**EXERCISE:**
Rewrite the material below with every "Query" changed to "Search term", leaving everything else as it is.

**Some records:**
● ● ● ●
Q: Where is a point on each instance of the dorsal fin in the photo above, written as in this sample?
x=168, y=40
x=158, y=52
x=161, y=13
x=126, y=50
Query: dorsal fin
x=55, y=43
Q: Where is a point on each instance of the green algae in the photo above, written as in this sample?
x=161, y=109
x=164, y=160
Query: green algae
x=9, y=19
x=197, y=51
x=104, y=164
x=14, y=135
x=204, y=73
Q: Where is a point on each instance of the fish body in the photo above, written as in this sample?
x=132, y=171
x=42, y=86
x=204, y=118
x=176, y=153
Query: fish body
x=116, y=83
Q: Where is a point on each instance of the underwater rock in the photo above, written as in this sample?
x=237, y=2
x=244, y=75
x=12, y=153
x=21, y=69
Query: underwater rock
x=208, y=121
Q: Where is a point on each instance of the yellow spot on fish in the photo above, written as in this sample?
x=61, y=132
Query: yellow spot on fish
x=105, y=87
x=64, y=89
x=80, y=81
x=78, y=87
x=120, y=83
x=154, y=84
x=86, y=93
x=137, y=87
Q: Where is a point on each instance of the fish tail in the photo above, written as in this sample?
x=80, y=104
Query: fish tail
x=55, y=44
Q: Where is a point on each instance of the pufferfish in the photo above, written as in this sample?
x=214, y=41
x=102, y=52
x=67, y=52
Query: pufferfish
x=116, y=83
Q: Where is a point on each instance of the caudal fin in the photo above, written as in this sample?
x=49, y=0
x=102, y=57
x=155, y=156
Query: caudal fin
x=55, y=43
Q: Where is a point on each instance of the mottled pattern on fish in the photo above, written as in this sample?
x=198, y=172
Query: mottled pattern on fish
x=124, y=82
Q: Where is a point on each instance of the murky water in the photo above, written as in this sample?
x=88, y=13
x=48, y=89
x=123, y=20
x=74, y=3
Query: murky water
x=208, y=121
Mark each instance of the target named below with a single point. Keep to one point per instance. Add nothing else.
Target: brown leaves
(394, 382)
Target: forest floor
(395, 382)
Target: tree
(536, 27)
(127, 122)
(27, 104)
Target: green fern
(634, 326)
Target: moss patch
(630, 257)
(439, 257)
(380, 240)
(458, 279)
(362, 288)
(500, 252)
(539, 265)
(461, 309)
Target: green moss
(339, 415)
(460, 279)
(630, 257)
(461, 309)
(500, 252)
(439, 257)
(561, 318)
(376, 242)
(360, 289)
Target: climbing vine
● ● ● ●
**WRITTEN ANSWER:**
Q: Where is a point on each instance of the dorsal fin in the photo above, written as in this sample?
x=168, y=40
x=158, y=52
x=161, y=13
x=126, y=50
Search term: dorsal fin
x=55, y=43
Q: Where is a point on each instance of the green algae in the photo above, written as in this sample?
x=161, y=109
x=164, y=160
Search term: green algae
x=9, y=19
x=197, y=51
x=104, y=164
x=14, y=135
x=204, y=73
Q: Where is a point on each instance of the fish body in the photo above, written as in this sample?
x=132, y=171
x=42, y=86
x=204, y=118
x=176, y=153
Search term: fish body
x=116, y=83
Q: Where is a point on each instance of the underwater rock in the photo above, written as in this sample?
x=237, y=2
x=244, y=75
x=12, y=153
x=21, y=69
Search term: underwater rock
x=208, y=121
Q: Where is a point on each instance of the yellow spot on fish in the photo above, written as in this sample?
x=61, y=132
Search term: yellow spot on fish
x=105, y=87
x=64, y=89
x=80, y=81
x=78, y=87
x=120, y=83
x=154, y=84
x=86, y=93
x=137, y=87
Q: Where is a point on each instance of the fish tail in the photo above, written as in this sample?
x=80, y=104
Search term: fish tail
x=55, y=44
Q: Where is a point on each instance of the pufferfish in the photo above, written as in this sample?
x=214, y=41
x=102, y=52
x=67, y=52
Search term: pufferfish
x=116, y=83
Q: Where is a point on each instance of the caudal fin in the photo above, written as in this sample?
x=49, y=0
x=102, y=57
x=155, y=156
Search term: caudal fin
x=55, y=43
Q: Where is a point on each instance of the mottled pattern on fish in the photo above, written as in this sample?
x=198, y=172
Search term: mottled pattern on fish
x=124, y=82
Q: Where is a point on each instance of the murky water in the photo above, written as in this sample?
x=88, y=13
x=48, y=89
x=123, y=20
x=74, y=3
Search term: murky water
x=208, y=121
Mark each instance of the target named below with a single point. Keep to one point per instance. Add nothing else.
Target: brown leaves
(394, 382)
Target: forest floor
(395, 382)
Target: tree
(536, 27)
(127, 122)
(27, 104)
Target: green fern
(634, 326)
Target: moss patch
(630, 257)
(439, 257)
(380, 240)
(458, 279)
(362, 288)
(500, 252)
(539, 265)
(461, 309)
Target: green moss
(339, 415)
(460, 279)
(630, 257)
(461, 309)
(500, 252)
(439, 257)
(561, 318)
(376, 242)
(360, 289)
Target: climbing vine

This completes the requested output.